**Document passage:**
While an elderly man with his end in sight, Rabban Bar Sauma returned to Baghdad in Iraq, and proceeded to write an account of his travels from China to the Vatican (on Easter Sunday of 1288 A.D.) and everywhere in between. You can read his personal journal right here. We know that when he received Holy Communion from the Pope that Rabban Bar Sauma broke down weeping. He had walked 7,000 miles to meet the Pontiff.

It should be noted that by the 7th Century the Nestorians had reached China. They claimed to be "the luminous religion of the Roman Empire" — once pagan and now holy. "Daqin" was the Chinese word for "Roman Empire," and Roman ways were known in China since 300 A.D.

Relating back to his time in Iraq, we learn of an interesting development regarding his traveling companion Marcus:

"[Rabban Bar Sauma] finally settled at the court of the head of the Nestorian church, Patriarch Mar Denha I, in Baghdad (which they reached in the 1270's). Unable to make their way to Jerusalem due to the incessant fighting in the region between the Mongols (the Ilkhanate), Egyptians, and the Crusader States, the two pilgrims were forced to remain in Baghdad as guests of the Patriarch. However, in 1281, Patriarch Mar Denha I died and the in the subsequent election Rabban Bar Sauma's companion, Rabban Marcus, was elected as the new Patriarch, Mar Yaballaha III."

Location labeling records
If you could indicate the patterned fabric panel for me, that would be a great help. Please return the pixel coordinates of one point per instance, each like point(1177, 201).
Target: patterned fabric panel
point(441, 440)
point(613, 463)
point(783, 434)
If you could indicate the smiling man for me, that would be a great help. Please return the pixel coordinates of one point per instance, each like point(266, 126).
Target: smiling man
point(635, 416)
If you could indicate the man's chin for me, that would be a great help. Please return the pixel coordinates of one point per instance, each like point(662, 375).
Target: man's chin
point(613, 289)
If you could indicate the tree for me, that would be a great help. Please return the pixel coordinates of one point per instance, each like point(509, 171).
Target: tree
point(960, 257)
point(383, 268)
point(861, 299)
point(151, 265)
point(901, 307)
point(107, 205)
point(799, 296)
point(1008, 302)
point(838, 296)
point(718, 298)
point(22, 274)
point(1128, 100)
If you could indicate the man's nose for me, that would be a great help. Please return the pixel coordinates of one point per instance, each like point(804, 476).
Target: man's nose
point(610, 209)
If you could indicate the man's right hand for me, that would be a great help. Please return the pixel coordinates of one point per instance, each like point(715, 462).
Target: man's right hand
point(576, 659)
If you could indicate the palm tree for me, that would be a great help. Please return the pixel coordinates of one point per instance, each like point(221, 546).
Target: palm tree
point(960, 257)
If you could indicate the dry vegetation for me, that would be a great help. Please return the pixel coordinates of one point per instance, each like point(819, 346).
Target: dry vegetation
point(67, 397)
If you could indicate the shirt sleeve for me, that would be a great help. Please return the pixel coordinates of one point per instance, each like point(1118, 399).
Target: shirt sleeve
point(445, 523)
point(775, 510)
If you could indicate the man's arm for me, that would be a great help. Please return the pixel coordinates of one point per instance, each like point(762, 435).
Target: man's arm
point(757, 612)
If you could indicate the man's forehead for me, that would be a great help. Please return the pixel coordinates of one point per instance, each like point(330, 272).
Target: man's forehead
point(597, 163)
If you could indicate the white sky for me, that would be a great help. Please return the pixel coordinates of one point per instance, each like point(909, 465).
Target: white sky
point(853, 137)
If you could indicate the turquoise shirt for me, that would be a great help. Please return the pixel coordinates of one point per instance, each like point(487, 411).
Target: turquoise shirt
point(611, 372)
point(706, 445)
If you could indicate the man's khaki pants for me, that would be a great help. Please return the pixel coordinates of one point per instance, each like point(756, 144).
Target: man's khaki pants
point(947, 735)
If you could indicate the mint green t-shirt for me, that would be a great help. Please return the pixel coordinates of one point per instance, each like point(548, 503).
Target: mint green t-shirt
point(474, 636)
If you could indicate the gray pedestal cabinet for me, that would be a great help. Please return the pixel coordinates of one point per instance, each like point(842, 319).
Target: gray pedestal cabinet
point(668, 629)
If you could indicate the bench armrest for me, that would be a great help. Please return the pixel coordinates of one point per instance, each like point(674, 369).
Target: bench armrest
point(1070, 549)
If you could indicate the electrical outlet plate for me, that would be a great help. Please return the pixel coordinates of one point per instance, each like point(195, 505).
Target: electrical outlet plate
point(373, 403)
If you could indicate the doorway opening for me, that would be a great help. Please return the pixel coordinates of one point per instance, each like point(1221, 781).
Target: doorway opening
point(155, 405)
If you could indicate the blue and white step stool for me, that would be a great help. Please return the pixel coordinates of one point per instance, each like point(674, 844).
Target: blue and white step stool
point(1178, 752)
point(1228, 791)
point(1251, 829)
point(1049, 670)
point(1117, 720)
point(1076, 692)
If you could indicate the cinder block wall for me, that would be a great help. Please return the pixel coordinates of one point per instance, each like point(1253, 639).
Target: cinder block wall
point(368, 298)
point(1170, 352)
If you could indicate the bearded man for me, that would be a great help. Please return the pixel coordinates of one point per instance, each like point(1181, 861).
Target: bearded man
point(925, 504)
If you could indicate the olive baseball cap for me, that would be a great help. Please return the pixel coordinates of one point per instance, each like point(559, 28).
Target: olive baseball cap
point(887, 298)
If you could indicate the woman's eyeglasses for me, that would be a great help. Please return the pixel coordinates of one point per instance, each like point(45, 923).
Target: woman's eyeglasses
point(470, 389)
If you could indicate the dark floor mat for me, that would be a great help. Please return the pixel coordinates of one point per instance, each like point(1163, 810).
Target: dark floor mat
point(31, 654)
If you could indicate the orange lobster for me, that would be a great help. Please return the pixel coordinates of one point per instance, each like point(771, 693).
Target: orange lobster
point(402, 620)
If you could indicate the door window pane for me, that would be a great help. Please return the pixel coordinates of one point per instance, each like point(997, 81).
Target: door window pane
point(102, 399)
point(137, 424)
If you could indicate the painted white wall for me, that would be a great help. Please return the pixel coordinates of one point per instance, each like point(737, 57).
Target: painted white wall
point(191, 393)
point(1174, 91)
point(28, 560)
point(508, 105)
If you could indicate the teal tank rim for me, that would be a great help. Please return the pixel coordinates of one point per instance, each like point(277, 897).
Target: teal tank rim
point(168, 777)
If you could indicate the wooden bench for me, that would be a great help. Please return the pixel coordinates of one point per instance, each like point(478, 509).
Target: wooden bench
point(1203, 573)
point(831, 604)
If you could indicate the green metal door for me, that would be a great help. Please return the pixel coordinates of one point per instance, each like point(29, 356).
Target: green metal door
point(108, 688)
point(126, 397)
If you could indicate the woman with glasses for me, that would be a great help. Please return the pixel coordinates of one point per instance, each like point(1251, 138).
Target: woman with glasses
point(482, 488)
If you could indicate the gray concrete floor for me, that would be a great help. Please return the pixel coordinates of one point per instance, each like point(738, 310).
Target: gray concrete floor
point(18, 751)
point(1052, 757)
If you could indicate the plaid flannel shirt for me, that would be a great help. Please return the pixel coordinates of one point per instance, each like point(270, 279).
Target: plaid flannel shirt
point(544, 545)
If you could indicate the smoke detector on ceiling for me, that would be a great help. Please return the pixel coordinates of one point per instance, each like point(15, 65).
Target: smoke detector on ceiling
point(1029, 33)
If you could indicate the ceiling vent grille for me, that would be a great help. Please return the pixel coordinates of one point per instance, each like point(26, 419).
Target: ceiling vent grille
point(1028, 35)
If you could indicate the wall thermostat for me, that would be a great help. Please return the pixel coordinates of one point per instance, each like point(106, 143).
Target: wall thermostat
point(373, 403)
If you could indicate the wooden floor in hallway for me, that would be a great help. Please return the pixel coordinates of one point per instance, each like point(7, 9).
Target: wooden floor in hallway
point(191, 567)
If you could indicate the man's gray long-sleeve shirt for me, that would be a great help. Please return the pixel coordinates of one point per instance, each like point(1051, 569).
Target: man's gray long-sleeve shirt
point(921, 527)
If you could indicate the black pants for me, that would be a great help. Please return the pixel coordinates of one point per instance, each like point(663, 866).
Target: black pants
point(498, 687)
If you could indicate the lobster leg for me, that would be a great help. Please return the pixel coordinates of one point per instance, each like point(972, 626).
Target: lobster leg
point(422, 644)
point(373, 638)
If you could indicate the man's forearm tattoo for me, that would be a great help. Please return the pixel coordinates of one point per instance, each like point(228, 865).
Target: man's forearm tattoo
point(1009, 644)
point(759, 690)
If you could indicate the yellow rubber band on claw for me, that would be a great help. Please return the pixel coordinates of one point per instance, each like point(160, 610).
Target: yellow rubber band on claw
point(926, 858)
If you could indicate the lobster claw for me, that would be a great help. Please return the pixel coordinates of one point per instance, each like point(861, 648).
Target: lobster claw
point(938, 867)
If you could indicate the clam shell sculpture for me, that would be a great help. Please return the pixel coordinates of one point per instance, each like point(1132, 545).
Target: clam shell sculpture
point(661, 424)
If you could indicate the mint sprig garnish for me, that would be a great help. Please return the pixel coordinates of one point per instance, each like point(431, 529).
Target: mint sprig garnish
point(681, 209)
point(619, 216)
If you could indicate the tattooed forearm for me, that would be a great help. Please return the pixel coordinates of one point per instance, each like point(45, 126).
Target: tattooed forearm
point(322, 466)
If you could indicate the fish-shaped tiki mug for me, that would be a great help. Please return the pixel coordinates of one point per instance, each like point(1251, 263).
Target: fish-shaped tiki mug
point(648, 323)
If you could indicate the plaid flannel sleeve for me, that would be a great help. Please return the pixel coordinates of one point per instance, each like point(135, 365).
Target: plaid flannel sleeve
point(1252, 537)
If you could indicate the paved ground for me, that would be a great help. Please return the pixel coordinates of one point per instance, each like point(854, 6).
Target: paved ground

**Stated goal:**
Translate this sentence from the Rabban Bar Sauma passage into Spanish: "He had walked 7,000 miles to meet the Pontiff." The records are separate from the Rabban Bar Sauma passage.

**Completed exercise:**
Había caminado 7.000 millas para reunirse con el Pontífice.